* [BRIEF 1] Please retype part of the excerpt on protests in Venezuela and Thailand, starting with "Venezuelan protests, too, have" and going on through "a mass audience.".
* [BRIEF 2] In the excerpt on protests in Venezuela and Thailand, when did protests first grip Thailand?
* [BRIEF 3] Carry on the excerpt on protests in Venezuela and Thailand, picking up after its final sentence.

** Start of TEXT EXCERPT **

Venezuelan protests, too, have found their way onto the media’s main stage—or at least its orchestra section. Mass demonstrations erupted two weeks ago with grievances including rampant crime, high inflation, food shortages and general economic stagnation over the past 15 years. The country’s oil wealth and proximity to the United States add to the media’s interest in Venezuelan protests, however the two countries have a bitter history. Under Hugo Chavez’s presidency, the Venezuelan leader was not shy about his disdain for the United States and particularly its leaders. He and current President Nicolas Maduro have both blamed the U.S. for demonstrations against their leaderships, most recently when President Maduro accused the C.I.A. of attempting a coup. The story is only now beginning to reach a mass audience.

Thailand

Obtaining moderate news coverage is the
steady flow of demonstrators since protests first gripped Thailand back in November 2013. As I’ve written before, the mostly-peaceful protests have occasionally turned violent by unknown assailants. Just this past weekend, a bomb killed four people—three of them children—during an anti-government protest in Bangkok. On Sunday, 34 people were wounded and one girl killed by gunmen who open fired on demonstrators. Political leaders on all sides have signaled to their constituents to eliminate violence while those in power see their legitimacy evaporating in the eyes of thousands of demonstrators. Despite the fact that Thailand is party to the Southeast Asian Treaty Organization (SEATO)—a security pact signed by Thailand, the United States and six other nations—bilateral relations with the U.S. are generally poor. One of the biggest points of contention are the food subsidies given to American farmers by the federal government, which are seen as giving growers an unfair price advantage, especially in the rice market. While not a perfect comparison, Thailand's current political crisis is not too different from Ukraine’s, the only crucial difference being Ukraine’s higher geostrategic value to the West.

** End of TEXT EXCERPT **
** Start of RECORDS **

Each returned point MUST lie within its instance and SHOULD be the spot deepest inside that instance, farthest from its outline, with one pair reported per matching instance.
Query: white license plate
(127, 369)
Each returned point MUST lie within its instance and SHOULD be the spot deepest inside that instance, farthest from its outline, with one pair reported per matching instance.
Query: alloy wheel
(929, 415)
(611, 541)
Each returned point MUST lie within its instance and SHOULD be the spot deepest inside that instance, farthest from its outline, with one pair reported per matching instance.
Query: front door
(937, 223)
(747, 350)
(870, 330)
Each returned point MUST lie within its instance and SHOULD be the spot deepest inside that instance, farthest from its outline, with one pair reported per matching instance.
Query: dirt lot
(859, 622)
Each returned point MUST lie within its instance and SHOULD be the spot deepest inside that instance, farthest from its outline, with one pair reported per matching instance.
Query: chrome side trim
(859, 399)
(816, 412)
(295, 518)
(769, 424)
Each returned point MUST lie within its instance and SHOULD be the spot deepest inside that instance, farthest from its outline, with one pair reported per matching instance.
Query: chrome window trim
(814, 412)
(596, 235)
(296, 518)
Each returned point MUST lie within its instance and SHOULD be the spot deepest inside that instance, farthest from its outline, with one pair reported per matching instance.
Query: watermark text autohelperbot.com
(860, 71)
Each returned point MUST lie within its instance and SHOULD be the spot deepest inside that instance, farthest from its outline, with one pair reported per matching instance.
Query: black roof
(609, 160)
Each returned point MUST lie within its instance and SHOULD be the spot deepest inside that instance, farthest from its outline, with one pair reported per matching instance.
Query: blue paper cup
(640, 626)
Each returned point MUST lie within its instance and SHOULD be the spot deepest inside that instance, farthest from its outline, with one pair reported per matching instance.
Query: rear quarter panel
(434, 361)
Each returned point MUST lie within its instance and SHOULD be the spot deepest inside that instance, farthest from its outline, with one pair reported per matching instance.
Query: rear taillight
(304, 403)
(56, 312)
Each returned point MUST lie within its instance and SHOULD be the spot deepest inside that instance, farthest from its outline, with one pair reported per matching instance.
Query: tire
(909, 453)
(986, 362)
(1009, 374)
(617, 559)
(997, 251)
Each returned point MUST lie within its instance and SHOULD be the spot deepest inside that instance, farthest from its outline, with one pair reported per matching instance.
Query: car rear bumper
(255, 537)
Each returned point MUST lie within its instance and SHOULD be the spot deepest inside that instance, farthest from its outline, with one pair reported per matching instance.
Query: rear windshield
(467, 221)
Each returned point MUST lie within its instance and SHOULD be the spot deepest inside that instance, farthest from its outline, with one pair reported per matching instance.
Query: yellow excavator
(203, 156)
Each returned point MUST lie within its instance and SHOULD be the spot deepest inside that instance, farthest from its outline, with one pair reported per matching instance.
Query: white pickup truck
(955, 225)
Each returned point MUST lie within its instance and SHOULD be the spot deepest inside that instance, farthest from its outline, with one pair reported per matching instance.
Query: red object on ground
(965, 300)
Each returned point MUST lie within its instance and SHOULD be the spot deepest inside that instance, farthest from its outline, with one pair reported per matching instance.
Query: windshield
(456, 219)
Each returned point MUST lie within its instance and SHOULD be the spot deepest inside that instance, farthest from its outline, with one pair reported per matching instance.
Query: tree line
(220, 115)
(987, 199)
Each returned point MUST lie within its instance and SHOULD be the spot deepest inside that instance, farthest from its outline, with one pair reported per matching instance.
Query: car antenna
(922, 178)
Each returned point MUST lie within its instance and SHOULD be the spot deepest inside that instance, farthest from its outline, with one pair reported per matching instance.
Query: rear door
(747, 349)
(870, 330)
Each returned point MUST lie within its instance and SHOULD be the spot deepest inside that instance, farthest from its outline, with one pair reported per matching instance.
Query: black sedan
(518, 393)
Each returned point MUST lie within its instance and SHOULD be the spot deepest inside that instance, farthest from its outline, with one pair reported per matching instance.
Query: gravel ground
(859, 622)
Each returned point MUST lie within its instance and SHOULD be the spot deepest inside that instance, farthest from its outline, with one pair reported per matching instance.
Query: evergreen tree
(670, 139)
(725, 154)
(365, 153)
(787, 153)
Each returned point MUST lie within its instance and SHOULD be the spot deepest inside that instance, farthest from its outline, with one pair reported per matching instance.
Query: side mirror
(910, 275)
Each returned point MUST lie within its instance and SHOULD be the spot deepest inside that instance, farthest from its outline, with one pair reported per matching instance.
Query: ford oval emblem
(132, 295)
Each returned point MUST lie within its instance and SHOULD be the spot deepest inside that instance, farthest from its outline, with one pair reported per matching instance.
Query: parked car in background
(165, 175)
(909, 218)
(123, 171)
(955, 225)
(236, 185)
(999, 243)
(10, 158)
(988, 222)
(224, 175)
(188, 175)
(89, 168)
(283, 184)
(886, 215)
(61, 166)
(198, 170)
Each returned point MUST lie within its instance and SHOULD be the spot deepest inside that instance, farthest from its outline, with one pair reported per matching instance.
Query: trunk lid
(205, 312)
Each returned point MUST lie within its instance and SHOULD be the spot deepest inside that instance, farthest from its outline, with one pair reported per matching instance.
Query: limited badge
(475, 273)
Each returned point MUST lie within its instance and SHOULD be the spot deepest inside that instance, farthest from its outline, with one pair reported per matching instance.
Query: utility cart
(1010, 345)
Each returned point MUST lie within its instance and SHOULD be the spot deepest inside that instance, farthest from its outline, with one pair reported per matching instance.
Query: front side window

** End of RECORDS **

* [FINAL ANSWER 1]
Venezuelan protests, too, have found their way onto the media’s main stage—or at least its orchestra section. Mass demonstrations erupted two weeks ago with grievances including rampant crime, high inflation, food shortages and general economic stagnation over the past 15 years. The country’s oil wealth and proximity to the United States add to the media’s interest in Venezuelan protests, however the two countries have a bitter history. Under Hugo Chavez’s presidency, the Venezuelan leader was not shy about his disdain for the United States and particularly its leaders. He and current President Nicolas Maduro have both blamed the U.S. for demonstrations against their leaderships, most recently when President Maduro accused the C.I.A. of attempting a coup. The story is only now beginning to reach a mass audience.

* [FINAL ANSWER 2] November 2013

* [FINAL ANSWER 3]
West Bank

While Israeli-Palestinians peace talks are at the heart of the Obama Administration’s Middle East policy, scant media coverage has been attributed to a demonstration of a different flavor that embodies one obstacle to peace: “thousands” (2) of Israeli youth joined protesters gathered in the West Bank city of Ma’ale to protest the freeze on construction of new settlements in the contested E-1 region. On the surface, the gathering was a one-day affair. Scores assembled in the city to show solidarity with and support for Jewish settlements in the West Bank during peace talks that would—if ever ‘successfully’ concluded—probably require the transfer of some settler lands to Palestinian ownership. What makes the gathering significant is the fact that members of Israeli Prime Minister Netanyahu’s own Cabinet attended the rally and that the international community roundly condemns Israel’s settlement expansion and points to it as the number one impediment to peace. The crowd’s zeal to promote the settler movement coupled with high-profile government supporters in attendance throws doubt on how acceptable a peace deal would be to the Israeli public and political spheres. Highlighting these bits in the U.S. media wouldn’t be good for the dimming hope surrounding the talks.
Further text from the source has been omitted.